Supplied data:
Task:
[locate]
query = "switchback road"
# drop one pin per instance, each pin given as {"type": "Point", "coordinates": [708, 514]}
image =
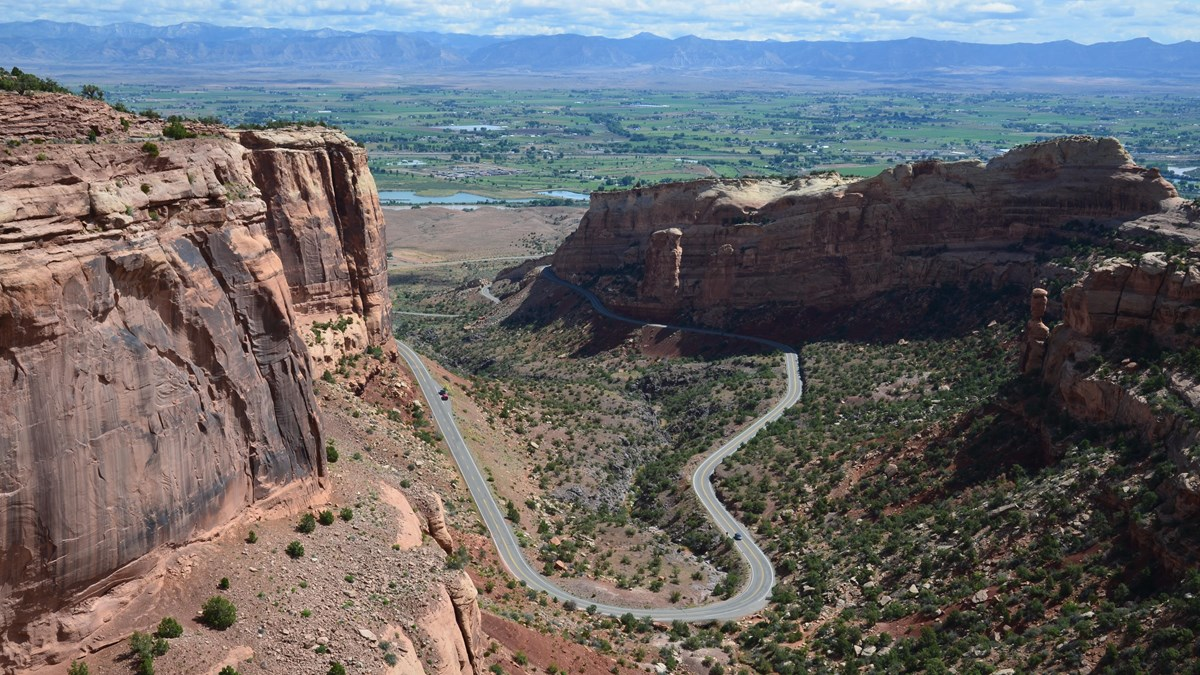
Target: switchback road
{"type": "Point", "coordinates": [761, 575]}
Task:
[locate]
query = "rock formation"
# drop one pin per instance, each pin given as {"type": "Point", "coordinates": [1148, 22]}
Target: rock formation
{"type": "Point", "coordinates": [1036, 333]}
{"type": "Point", "coordinates": [1138, 305]}
{"type": "Point", "coordinates": [1155, 296]}
{"type": "Point", "coordinates": [747, 252]}
{"type": "Point", "coordinates": [155, 305]}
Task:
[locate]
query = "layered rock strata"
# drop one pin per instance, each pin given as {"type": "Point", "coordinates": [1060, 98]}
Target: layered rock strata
{"type": "Point", "coordinates": [1146, 304]}
{"type": "Point", "coordinates": [155, 305]}
{"type": "Point", "coordinates": [725, 252]}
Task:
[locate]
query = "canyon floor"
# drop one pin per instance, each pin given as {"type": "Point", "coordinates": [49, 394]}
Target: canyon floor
{"type": "Point", "coordinates": [342, 599]}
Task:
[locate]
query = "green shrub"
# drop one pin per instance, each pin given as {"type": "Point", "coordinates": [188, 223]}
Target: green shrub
{"type": "Point", "coordinates": [307, 524]}
{"type": "Point", "coordinates": [144, 649]}
{"type": "Point", "coordinates": [169, 628]}
{"type": "Point", "coordinates": [177, 130]}
{"type": "Point", "coordinates": [219, 613]}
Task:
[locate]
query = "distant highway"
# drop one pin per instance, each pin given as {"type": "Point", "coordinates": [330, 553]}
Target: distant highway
{"type": "Point", "coordinates": [753, 596]}
{"type": "Point", "coordinates": [447, 263]}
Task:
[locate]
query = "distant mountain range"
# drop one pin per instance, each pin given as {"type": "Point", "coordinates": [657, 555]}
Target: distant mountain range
{"type": "Point", "coordinates": [67, 47]}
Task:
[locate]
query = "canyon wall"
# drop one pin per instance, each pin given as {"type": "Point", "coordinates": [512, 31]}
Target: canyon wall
{"type": "Point", "coordinates": [745, 252]}
{"type": "Point", "coordinates": [157, 311]}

Instructions for the task:
Output the material word for word, omitting its pictures.

The reply:
Task:
[locate]
query = "switchback road"
# drop one pin per instance, each pin given as {"type": "Point", "coordinates": [708, 514]}
image =
Target: switchback road
{"type": "Point", "coordinates": [761, 575]}
Task:
[locate]
query = "rock formation"
# drop one pin per instance, each pin given as {"type": "Point", "coordinates": [1148, 22]}
Target: rock formation
{"type": "Point", "coordinates": [1036, 333]}
{"type": "Point", "coordinates": [1138, 305]}
{"type": "Point", "coordinates": [1155, 296]}
{"type": "Point", "coordinates": [747, 252]}
{"type": "Point", "coordinates": [155, 305]}
Task:
[locate]
query = "layered rock strata"
# drop one pin per instance, each pin given as {"type": "Point", "coordinates": [1060, 98]}
Target: layered rock strata
{"type": "Point", "coordinates": [1146, 304]}
{"type": "Point", "coordinates": [155, 305]}
{"type": "Point", "coordinates": [725, 252]}
Task:
[locate]
query = "canyon floor"
# drop one pin per instance, each pin given as {"type": "Point", "coordinates": [49, 394]}
Target: canyon floor
{"type": "Point", "coordinates": [342, 599]}
Task:
[locate]
query = "green shrub"
# drop one pin per instance, each pin given as {"type": "Point", "coordinates": [188, 223]}
Target: green shrub
{"type": "Point", "coordinates": [307, 524]}
{"type": "Point", "coordinates": [144, 649]}
{"type": "Point", "coordinates": [169, 628]}
{"type": "Point", "coordinates": [177, 130]}
{"type": "Point", "coordinates": [219, 613]}
Task:
[locate]
query = "distant highway"
# drop one pin per instance, each pin given as {"type": "Point", "coordinates": [330, 553]}
Target: distant highway
{"type": "Point", "coordinates": [753, 596]}
{"type": "Point", "coordinates": [447, 263]}
Task:
[locate]
query = "distant mountain range"
# drop one pin per instance, each pin given as {"type": "Point", "coordinates": [657, 555]}
Target: distant mountain range
{"type": "Point", "coordinates": [67, 47]}
Task:
[locate]
query = "canyon wall"
# drop one pin per instance, each pin given as {"type": "Point", "coordinates": [512, 31]}
Target: canyon wall
{"type": "Point", "coordinates": [745, 252]}
{"type": "Point", "coordinates": [157, 311]}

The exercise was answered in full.